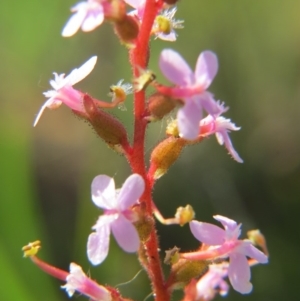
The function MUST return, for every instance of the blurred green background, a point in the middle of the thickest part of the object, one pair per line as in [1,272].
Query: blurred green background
[46,171]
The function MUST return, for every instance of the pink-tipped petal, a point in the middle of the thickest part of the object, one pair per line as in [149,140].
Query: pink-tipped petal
[175,68]
[207,233]
[253,252]
[125,234]
[188,118]
[98,245]
[48,103]
[103,192]
[76,20]
[131,191]
[239,273]
[80,73]
[206,68]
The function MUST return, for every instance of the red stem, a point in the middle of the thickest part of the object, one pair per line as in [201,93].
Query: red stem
[139,58]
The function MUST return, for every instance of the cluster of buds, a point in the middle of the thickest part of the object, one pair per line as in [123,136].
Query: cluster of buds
[128,212]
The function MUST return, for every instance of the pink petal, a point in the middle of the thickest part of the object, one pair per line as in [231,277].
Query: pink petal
[206,68]
[103,192]
[98,245]
[188,118]
[210,105]
[175,68]
[48,103]
[207,233]
[252,252]
[131,191]
[239,273]
[93,19]
[125,234]
[78,74]
[76,20]
[227,223]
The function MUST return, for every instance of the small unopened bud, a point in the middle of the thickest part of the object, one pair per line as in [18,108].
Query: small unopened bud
[159,106]
[185,270]
[164,155]
[107,127]
[127,29]
[172,128]
[114,10]
[184,214]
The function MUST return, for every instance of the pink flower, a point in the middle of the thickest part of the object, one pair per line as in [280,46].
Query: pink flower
[191,86]
[64,92]
[213,282]
[117,216]
[87,15]
[225,243]
[78,281]
[221,128]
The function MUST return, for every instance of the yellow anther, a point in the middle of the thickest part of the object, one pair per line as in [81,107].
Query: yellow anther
[32,248]
[172,128]
[163,24]
[117,93]
[184,214]
[146,77]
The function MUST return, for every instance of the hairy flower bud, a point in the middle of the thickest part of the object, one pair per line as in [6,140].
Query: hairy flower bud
[164,155]
[186,270]
[106,126]
[127,29]
[160,105]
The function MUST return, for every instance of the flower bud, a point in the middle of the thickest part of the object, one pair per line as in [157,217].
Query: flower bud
[170,2]
[127,29]
[159,106]
[107,127]
[114,10]
[164,155]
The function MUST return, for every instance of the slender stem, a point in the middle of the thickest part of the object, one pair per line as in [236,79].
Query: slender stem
[139,58]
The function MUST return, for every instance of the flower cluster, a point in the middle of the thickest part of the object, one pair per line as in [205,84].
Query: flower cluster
[128,212]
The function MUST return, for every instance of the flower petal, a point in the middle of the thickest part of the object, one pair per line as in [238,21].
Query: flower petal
[175,68]
[239,273]
[206,68]
[207,233]
[188,119]
[227,223]
[80,73]
[125,234]
[252,252]
[131,191]
[48,103]
[103,192]
[98,244]
[93,19]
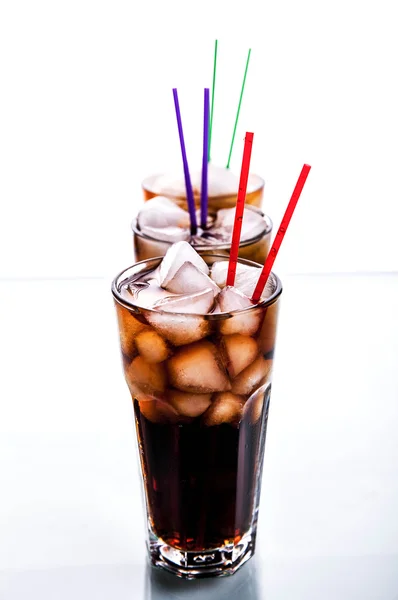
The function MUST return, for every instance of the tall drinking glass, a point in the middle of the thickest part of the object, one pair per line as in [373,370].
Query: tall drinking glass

REQUEST: What is needed is an exact reproduction of the data, pictures excluded.

WRITTEN ANSWER:
The function MUST return, for every instance of the blurred green background, a point in the middle of the thickest part of the object, one pair per line as in [1,272].
Query: blurred green background
[46,171]
The function MUST return, for every instance of the pink-tipped petal, a point in the middle of the thickest part of the object, one pair per line as in [149,140].
Query: pink-tipped petal
[175,68]
[207,233]
[253,252]
[125,234]
[188,118]
[98,245]
[48,103]
[103,192]
[76,20]
[131,191]
[239,273]
[80,73]
[206,68]
The function MUST return, for every instance of the red stem, a point in the middle of the thickest part of the object, one pair per line as in [201,93].
Query: red stem
[139,58]
The function MUST return, for every instance of the cluster of buds, a point in the middle of the thickest part of the object, one pair per line as in [123,136].
Query: cluster of buds
[128,212]
The function MUST return, for every instance of the pink petal, a point in the middle of the thickest part of the object, one pair per line as in [231,277].
Query: pink petal
[206,68]
[103,192]
[98,245]
[188,118]
[210,105]
[175,68]
[48,103]
[207,233]
[252,252]
[131,191]
[239,273]
[93,19]
[125,234]
[78,74]
[76,20]
[227,223]
The function MUST return, for every instance of the small unopened bud, a point in the middle of the thickest part of the object, one pair per line as in [18,108].
Query: small unopened bud
[159,106]
[185,270]
[164,155]
[107,127]
[127,29]
[172,128]
[114,10]
[184,214]
The function MUST return, for every instance of the pink flower, a point in the middle of the thickest part of the object, one pair per line as in [280,46].
Query: pink flower
[191,86]
[64,92]
[213,282]
[117,216]
[87,15]
[225,243]
[78,281]
[221,128]
The function MUST return, for every instance of the yellow anther, a point in the middle of the thickest part of the object, one pair per line as in [81,107].
Query: yellow anther
[32,248]
[172,128]
[163,24]
[117,93]
[184,214]
[146,77]
The function MUST return, for every instance of the hairy flower bud, a point in the middle of the thickest part of the object, one pair per line as in [6,140].
Query: hairy flower bud
[164,155]
[186,270]
[106,126]
[127,29]
[160,105]
The function MUST return, for every instance of the flower bud, a point in the middle of the thickest part of the object, one pair per line as in [157,217].
Query: flower bud
[170,2]
[127,29]
[159,106]
[107,127]
[114,10]
[164,155]
The function MUST return, for every instance of the slender stem, a point in the middle of the thickest part of the object, one pair per line as in [236,79].
Query: slender stem
[139,58]
The function MUST return, for every instance of the flower cluster, a point in the middle of the thickest part of the object, one pair per line as in [205,84].
Query: flower cluster
[128,212]
The function MUST return, for every instance of the flower petal, a point in the middle of the thickest part of the object, one pair per line as in [238,21].
Query: flower petal
[175,68]
[239,273]
[206,68]
[207,233]
[188,119]
[227,223]
[80,73]
[125,234]
[252,252]
[131,191]
[48,103]
[103,192]
[98,244]
[93,19]
The function MUST return, for every instance of the tall drinking glass, a point in the middle of the thickest part of the object, one pair per line as in [373,370].
Query: tall drinking glass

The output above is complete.